**Problem description:**
For this exercise, repeat all of the material verbatim apart from its images.
+++ Data provided +++
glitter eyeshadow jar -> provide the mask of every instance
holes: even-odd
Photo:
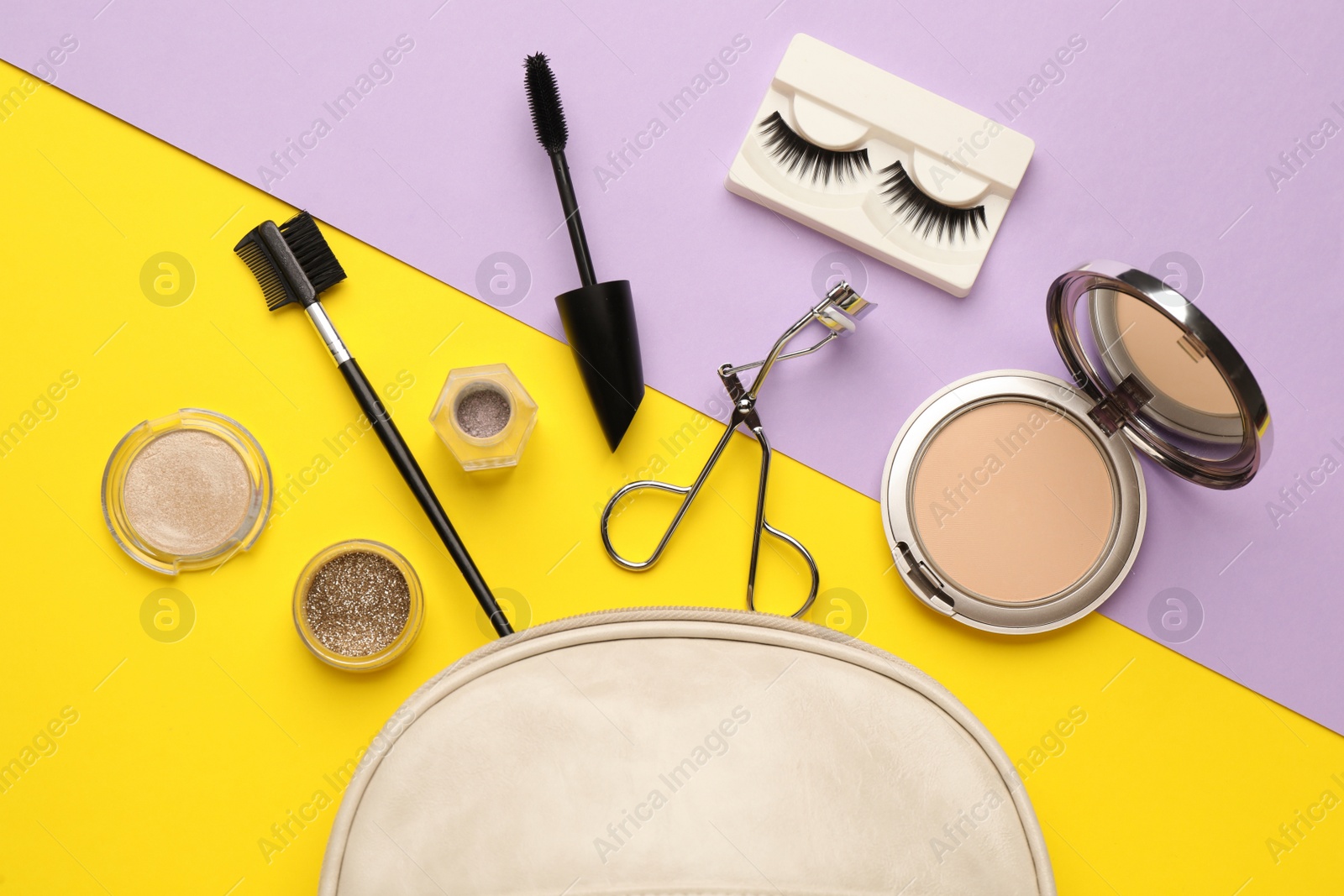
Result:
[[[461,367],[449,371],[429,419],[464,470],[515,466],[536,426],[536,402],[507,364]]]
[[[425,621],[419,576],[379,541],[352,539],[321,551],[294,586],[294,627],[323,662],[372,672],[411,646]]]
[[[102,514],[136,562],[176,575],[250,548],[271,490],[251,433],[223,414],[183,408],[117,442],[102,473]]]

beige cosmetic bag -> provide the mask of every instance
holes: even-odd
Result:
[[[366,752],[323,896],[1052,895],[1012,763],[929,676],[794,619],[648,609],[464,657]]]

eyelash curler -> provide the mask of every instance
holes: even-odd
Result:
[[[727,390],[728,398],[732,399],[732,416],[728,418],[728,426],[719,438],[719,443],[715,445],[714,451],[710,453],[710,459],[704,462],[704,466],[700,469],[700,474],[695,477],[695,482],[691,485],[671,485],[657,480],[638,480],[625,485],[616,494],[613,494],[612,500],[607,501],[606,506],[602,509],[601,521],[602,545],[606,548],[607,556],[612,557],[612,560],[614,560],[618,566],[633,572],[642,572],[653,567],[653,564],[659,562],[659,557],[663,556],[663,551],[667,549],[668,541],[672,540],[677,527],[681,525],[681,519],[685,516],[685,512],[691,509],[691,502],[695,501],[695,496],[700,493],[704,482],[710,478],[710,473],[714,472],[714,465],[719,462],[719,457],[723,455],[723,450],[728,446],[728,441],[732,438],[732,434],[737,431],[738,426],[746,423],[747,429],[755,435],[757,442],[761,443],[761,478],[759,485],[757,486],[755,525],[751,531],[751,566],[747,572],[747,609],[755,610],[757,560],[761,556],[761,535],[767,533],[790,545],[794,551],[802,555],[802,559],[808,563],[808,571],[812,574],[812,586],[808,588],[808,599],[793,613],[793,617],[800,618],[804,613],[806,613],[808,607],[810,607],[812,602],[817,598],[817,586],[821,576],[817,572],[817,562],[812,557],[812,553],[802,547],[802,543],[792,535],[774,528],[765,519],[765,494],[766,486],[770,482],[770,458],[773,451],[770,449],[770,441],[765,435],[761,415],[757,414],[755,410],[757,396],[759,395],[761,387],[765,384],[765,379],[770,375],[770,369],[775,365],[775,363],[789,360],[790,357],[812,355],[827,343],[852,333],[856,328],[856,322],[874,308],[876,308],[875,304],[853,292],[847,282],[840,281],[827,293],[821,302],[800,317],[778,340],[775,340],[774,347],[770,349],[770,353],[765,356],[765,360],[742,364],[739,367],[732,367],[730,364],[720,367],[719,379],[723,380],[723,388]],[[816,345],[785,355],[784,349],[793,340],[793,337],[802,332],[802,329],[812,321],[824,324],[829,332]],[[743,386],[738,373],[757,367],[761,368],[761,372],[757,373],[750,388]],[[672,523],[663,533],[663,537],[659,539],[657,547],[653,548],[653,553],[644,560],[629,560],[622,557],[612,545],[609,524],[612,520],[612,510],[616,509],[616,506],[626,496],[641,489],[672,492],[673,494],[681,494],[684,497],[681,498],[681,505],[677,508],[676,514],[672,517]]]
+++
**Output below:**
glitter eyeshadow jar -> provide the mask of every instance
holes: even-odd
Photo:
Result:
[[[461,367],[449,371],[429,419],[464,470],[515,466],[536,426],[536,402],[507,364]]]
[[[425,621],[419,576],[379,541],[352,539],[321,551],[294,586],[294,627],[323,662],[372,672],[411,646]]]
[[[102,514],[136,562],[176,575],[250,548],[271,490],[251,433],[223,414],[183,408],[117,442],[102,473]]]

beige cosmetic bag -> provide the mask of every instance
holes: even-odd
Result:
[[[366,752],[323,896],[1052,895],[1012,763],[929,676],[794,619],[648,609],[464,657]]]

eyelash curler -> provide the mask of every instance
holes: even-odd
Result:
[[[727,390],[728,398],[732,399],[732,416],[728,418],[728,426],[719,438],[719,443],[715,445],[714,451],[710,453],[710,459],[704,462],[704,466],[700,469],[700,474],[695,477],[695,482],[691,485],[671,485],[657,480],[638,480],[625,485],[616,494],[613,494],[612,500],[607,501],[606,506],[602,509],[601,521],[602,545],[606,548],[607,556],[612,557],[612,560],[614,560],[618,566],[633,572],[642,572],[653,567],[653,564],[659,562],[659,557],[663,556],[663,551],[667,549],[668,541],[672,540],[677,527],[681,525],[681,519],[685,516],[685,512],[691,509],[691,502],[695,501],[695,496],[700,493],[704,482],[710,478],[710,473],[714,472],[714,465],[719,462],[719,457],[723,455],[723,450],[728,446],[728,441],[732,438],[732,434],[737,431],[738,426],[746,423],[747,429],[755,435],[757,442],[761,443],[761,478],[759,485],[757,486],[755,525],[751,531],[751,566],[747,572],[747,609],[755,610],[757,560],[761,556],[761,535],[767,533],[790,545],[794,551],[802,555],[802,559],[808,563],[808,571],[812,574],[812,586],[808,588],[808,599],[793,613],[793,617],[800,618],[804,613],[806,613],[808,607],[810,607],[812,602],[817,598],[817,586],[821,576],[817,572],[817,562],[812,557],[812,553],[802,547],[802,543],[792,535],[774,528],[765,519],[765,494],[766,486],[770,482],[770,458],[773,451],[770,449],[770,441],[765,435],[761,415],[757,414],[755,410],[757,396],[759,395],[761,387],[765,384],[765,379],[770,375],[770,369],[775,365],[775,363],[789,360],[790,357],[812,355],[827,343],[852,333],[856,328],[856,322],[874,308],[876,308],[875,304],[853,292],[847,282],[840,281],[827,293],[821,302],[800,317],[778,340],[775,340],[774,347],[770,349],[770,353],[765,356],[765,360],[742,364],[739,367],[732,367],[730,364],[720,367],[719,379],[723,380],[723,388]],[[816,345],[785,355],[784,349],[793,340],[793,337],[802,332],[802,329],[812,321],[824,324],[829,332]],[[743,386],[738,373],[757,367],[761,368],[761,372],[757,373],[750,388]],[[672,523],[663,533],[663,537],[659,539],[657,547],[653,548],[653,553],[644,560],[629,560],[622,557],[612,545],[609,524],[612,520],[612,510],[616,509],[616,506],[626,496],[641,489],[672,492],[673,494],[681,494],[684,497],[681,498],[681,505],[677,508],[676,514],[672,517]]]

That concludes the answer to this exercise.